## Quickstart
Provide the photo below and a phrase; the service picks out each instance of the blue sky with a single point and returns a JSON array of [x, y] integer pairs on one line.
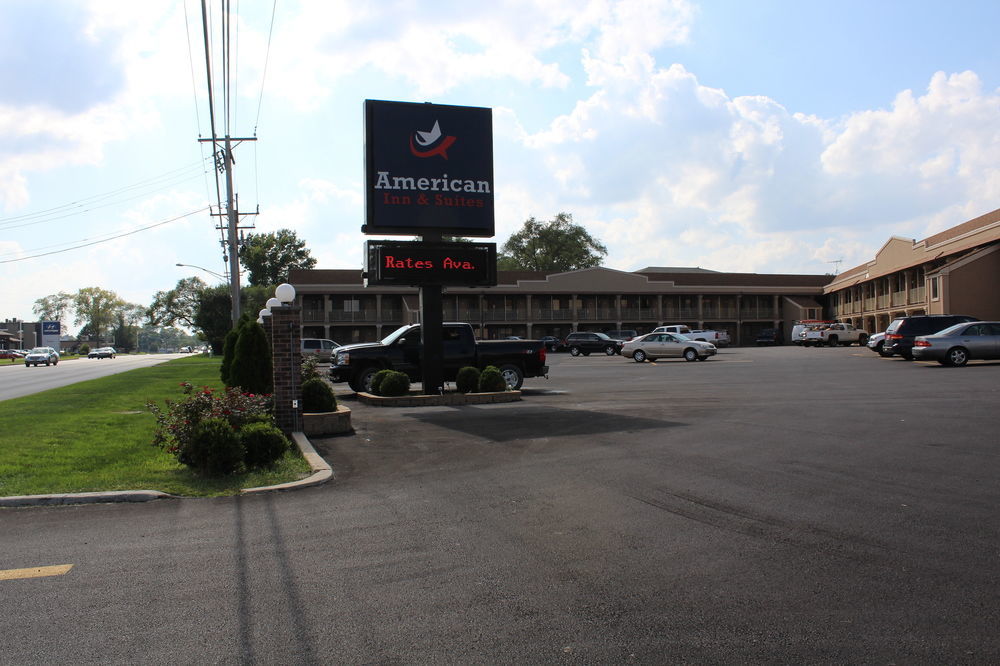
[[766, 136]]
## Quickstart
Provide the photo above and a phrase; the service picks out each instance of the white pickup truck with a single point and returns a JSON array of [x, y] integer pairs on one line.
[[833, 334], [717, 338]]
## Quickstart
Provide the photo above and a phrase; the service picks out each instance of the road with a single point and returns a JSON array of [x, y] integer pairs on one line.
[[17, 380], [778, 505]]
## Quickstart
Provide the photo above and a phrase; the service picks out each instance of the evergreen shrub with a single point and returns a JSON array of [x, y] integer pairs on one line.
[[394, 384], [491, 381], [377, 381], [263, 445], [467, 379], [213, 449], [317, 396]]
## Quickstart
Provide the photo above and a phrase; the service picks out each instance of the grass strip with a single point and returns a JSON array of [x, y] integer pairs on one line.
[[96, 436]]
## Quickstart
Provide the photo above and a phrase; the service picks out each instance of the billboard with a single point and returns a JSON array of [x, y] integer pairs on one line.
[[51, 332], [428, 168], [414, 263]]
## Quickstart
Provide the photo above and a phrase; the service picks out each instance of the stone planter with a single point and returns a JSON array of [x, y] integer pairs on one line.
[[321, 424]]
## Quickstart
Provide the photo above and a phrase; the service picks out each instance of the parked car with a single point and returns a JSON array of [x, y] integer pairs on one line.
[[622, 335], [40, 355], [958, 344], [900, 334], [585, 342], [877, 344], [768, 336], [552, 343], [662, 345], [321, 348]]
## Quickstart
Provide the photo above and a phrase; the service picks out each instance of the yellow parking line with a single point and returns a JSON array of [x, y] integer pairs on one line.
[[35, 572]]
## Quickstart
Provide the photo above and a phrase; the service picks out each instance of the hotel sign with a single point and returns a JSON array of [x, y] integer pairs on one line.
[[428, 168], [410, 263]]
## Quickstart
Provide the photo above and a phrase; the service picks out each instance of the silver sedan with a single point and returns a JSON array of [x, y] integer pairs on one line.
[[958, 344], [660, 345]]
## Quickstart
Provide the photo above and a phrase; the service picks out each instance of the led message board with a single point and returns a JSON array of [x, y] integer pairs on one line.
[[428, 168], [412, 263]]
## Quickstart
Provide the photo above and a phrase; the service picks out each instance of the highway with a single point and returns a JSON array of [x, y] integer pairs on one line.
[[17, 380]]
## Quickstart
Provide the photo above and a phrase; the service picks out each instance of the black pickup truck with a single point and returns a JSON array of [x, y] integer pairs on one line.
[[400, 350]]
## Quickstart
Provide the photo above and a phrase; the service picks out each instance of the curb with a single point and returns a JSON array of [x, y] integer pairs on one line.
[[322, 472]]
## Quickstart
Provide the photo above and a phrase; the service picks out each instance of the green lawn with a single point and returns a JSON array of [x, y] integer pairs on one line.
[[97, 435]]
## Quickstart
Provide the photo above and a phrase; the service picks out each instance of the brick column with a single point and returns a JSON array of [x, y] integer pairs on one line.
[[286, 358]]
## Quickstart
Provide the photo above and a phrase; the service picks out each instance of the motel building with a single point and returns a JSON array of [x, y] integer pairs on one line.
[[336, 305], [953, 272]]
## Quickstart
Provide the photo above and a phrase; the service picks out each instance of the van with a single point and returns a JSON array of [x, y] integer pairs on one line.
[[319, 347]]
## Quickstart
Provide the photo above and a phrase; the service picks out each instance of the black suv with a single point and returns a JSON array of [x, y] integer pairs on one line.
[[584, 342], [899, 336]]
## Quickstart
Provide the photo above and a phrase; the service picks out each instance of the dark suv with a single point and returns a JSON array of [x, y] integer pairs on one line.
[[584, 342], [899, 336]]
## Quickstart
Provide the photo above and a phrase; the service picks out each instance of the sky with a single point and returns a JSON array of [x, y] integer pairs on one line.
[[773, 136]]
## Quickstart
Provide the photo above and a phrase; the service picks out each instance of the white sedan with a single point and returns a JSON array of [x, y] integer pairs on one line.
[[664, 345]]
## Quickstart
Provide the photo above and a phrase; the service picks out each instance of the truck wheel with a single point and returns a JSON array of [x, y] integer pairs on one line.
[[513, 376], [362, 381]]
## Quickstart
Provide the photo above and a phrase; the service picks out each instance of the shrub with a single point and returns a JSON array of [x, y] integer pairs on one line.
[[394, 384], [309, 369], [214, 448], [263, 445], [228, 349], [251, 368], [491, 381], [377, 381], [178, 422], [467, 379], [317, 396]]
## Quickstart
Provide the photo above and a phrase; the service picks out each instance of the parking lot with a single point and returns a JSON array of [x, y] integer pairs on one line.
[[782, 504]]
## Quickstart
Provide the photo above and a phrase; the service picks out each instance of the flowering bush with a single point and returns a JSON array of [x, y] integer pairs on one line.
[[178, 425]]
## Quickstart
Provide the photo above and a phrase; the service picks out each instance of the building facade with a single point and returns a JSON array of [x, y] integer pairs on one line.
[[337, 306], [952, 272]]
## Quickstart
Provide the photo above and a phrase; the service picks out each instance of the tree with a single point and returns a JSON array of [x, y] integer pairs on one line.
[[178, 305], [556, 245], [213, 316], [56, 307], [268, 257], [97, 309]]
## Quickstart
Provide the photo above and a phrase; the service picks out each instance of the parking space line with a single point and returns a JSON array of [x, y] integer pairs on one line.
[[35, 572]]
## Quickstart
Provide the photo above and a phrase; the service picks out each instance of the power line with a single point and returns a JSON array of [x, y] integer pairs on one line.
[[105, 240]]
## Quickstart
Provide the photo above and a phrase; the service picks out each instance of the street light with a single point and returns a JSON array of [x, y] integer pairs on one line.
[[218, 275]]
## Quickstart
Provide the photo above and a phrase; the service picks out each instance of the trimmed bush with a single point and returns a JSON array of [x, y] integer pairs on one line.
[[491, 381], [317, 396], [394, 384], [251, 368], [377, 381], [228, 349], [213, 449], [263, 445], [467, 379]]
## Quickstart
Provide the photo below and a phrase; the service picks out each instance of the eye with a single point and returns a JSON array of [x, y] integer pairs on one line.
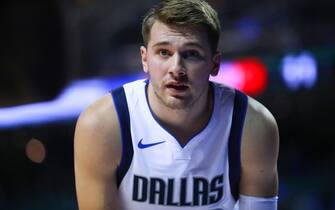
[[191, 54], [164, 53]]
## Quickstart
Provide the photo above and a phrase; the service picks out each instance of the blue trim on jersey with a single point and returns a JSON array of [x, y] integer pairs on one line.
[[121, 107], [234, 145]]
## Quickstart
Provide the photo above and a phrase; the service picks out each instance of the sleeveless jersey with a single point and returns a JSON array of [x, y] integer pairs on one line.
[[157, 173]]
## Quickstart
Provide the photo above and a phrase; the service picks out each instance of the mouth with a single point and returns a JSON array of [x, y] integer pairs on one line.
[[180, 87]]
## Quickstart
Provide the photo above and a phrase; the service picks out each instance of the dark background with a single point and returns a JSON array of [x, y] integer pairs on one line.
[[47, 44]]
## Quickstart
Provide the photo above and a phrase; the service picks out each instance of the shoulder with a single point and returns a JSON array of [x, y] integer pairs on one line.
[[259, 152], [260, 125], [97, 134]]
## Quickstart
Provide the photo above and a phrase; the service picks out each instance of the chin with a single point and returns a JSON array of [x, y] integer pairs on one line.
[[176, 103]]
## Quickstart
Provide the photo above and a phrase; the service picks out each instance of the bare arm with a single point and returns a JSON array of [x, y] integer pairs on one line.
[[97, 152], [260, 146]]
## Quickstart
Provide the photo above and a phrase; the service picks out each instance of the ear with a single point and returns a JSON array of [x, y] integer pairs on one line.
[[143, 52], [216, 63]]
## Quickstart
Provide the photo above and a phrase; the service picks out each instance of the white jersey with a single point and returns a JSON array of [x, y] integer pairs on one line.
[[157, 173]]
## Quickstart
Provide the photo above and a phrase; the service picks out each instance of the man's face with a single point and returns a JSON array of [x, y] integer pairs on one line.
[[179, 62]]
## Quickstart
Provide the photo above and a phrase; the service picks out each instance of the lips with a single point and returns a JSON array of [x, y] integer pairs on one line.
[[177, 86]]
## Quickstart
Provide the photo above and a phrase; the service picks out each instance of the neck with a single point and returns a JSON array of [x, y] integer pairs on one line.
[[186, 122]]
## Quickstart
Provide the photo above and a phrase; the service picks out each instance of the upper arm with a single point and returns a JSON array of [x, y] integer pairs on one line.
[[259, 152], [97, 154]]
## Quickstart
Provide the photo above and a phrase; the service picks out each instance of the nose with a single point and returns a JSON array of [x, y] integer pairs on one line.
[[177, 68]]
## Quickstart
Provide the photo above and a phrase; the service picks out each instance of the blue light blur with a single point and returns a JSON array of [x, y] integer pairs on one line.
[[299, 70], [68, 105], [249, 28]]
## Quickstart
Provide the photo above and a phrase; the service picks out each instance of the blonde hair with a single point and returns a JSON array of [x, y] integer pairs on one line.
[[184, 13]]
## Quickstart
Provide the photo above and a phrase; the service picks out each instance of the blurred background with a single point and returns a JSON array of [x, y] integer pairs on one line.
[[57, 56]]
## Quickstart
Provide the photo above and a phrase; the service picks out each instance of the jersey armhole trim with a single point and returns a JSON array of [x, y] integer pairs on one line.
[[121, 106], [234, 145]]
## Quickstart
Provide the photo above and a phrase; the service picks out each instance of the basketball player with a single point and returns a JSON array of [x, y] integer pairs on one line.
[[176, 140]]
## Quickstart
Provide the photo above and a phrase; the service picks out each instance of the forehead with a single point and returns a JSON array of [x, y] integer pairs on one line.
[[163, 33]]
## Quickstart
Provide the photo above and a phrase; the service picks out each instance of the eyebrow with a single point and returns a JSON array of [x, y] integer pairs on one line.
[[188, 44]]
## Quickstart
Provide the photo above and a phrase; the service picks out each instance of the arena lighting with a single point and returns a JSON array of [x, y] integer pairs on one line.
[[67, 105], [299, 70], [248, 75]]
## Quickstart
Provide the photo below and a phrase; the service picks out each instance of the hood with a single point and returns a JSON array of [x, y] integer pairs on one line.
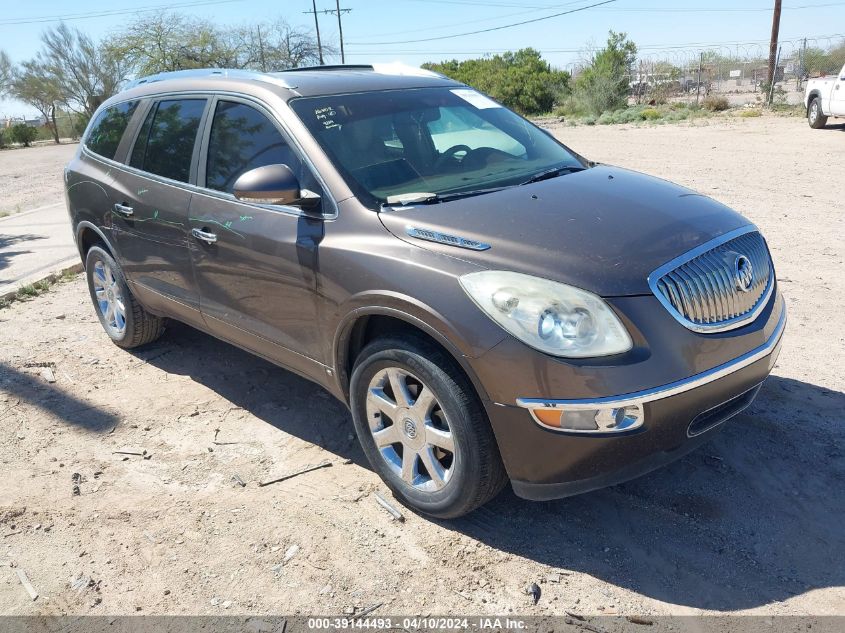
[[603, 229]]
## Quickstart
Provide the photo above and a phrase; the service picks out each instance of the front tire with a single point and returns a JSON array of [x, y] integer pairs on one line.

———

Task description. Report every line of the items above that contains the word "billboard", copying each one in full.

Written solution.
Provide the photo above and a phrase; the service picks out each instance of the billboard with a single point and returns a JSON array of [x, y] integer pairs on one line.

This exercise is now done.